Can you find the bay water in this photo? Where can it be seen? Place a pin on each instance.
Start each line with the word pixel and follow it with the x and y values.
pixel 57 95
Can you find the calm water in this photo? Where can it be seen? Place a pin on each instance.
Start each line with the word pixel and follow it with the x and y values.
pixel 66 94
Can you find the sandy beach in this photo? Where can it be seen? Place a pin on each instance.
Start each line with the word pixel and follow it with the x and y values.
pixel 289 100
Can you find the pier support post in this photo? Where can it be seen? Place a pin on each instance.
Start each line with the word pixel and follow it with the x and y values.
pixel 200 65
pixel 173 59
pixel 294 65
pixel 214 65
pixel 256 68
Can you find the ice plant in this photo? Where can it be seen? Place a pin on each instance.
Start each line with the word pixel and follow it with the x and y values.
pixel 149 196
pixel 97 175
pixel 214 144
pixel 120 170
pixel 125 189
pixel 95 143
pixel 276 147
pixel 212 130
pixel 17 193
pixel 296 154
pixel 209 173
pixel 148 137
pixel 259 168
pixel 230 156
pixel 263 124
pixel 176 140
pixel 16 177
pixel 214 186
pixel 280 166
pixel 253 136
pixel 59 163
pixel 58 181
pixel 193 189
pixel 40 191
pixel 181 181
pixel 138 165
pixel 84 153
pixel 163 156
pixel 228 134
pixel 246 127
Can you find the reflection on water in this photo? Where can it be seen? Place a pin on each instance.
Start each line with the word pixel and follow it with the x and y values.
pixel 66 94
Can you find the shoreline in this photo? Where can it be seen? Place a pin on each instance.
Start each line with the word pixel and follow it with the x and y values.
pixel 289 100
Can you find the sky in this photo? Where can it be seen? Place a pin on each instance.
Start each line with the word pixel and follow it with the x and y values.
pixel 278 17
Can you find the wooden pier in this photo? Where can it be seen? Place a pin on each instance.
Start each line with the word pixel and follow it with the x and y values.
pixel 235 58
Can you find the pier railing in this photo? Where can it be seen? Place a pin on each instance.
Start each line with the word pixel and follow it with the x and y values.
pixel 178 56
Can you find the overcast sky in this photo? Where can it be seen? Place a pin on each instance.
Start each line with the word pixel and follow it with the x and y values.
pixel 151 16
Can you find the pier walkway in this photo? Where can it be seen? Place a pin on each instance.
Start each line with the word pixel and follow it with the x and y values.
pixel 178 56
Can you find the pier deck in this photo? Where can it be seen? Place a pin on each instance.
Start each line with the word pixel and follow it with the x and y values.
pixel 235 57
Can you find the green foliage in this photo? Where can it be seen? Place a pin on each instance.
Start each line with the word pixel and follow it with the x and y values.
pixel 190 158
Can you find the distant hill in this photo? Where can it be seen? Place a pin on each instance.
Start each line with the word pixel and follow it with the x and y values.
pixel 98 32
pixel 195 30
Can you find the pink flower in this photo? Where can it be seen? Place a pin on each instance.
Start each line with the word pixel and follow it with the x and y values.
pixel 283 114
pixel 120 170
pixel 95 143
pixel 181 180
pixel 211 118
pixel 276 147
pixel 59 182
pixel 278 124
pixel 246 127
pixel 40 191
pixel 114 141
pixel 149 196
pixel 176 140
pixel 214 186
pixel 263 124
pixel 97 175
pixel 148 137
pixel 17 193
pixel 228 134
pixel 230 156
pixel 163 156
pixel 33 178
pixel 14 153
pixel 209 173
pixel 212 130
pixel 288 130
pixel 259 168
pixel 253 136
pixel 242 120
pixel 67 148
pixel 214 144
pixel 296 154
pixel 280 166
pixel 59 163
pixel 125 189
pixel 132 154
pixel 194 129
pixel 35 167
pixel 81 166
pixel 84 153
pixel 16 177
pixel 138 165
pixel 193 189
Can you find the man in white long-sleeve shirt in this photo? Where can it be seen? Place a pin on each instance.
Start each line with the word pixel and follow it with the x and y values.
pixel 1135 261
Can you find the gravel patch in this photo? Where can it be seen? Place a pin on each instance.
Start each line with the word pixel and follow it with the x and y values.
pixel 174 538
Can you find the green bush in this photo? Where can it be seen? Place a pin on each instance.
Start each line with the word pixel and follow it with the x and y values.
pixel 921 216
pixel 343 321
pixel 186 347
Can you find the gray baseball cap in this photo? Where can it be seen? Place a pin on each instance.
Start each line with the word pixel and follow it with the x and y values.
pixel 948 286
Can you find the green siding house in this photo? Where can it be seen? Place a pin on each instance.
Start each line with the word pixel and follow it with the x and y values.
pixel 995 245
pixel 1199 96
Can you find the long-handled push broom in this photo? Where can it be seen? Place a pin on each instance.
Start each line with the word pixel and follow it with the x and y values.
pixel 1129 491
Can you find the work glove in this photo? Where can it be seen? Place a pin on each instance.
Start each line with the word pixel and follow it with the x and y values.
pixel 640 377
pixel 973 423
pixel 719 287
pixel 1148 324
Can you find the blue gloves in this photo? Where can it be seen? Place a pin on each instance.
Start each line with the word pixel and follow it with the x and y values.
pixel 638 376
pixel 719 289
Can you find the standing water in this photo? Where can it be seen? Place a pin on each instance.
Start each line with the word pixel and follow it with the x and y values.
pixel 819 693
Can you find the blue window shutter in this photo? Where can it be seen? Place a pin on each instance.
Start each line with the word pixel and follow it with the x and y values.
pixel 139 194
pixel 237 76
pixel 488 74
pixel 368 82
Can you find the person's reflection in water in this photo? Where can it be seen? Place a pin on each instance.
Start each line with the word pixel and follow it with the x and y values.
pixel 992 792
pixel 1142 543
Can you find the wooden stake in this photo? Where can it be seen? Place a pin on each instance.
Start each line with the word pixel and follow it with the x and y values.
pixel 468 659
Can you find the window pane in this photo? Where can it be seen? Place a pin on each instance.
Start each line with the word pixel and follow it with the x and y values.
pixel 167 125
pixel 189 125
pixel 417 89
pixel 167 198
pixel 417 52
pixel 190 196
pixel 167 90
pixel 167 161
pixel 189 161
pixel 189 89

# ACTIVITY
Each line above with the word "blue" needs to be copied.

# EXERCISE ANSWER
Can you find the blue gloves in this photo? Where can it be seen? Place a pin on each instance.
Can you find the blue window shutter in this photo? Where can it be seen? Place a pin on each instance.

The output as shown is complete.